Print every line of the records below with no changes to a single character.

## [PROVIDED RECORDS]
┄┄┄┄┄┄┄┄┄┄
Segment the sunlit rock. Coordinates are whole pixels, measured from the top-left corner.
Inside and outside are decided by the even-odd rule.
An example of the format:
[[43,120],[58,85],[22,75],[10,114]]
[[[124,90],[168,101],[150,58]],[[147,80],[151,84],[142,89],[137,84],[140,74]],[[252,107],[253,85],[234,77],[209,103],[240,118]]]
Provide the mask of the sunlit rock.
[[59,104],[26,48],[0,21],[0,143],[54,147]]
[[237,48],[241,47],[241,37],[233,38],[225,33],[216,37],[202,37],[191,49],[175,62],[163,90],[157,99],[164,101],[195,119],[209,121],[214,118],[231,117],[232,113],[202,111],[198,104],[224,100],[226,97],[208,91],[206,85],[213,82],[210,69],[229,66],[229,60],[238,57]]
┄┄┄┄┄┄┄┄┄┄
## [CORRECT ANSWER]
Segment the sunlit rock. Coordinates are whole pixels, measured from the top-left corner.
Inside and outside are decided by the even-odd rule.
An example of the format:
[[43,120],[58,85],[22,75],[10,114]]
[[[124,90],[168,101],[150,58]],[[147,80],[151,84],[142,89],[137,84],[140,74]],[[252,107],[253,85],[234,77],[209,103],[240,118]]]
Provide the mask of the sunlit rock.
[[59,104],[26,48],[0,21],[0,143],[54,147]]
[[237,48],[241,47],[241,37],[233,38],[225,33],[216,37],[202,37],[191,49],[175,62],[163,90],[157,99],[164,101],[195,119],[209,121],[214,118],[231,117],[232,113],[202,111],[198,104],[224,100],[226,97],[208,91],[206,85],[213,82],[210,69],[229,66],[229,60],[238,57]]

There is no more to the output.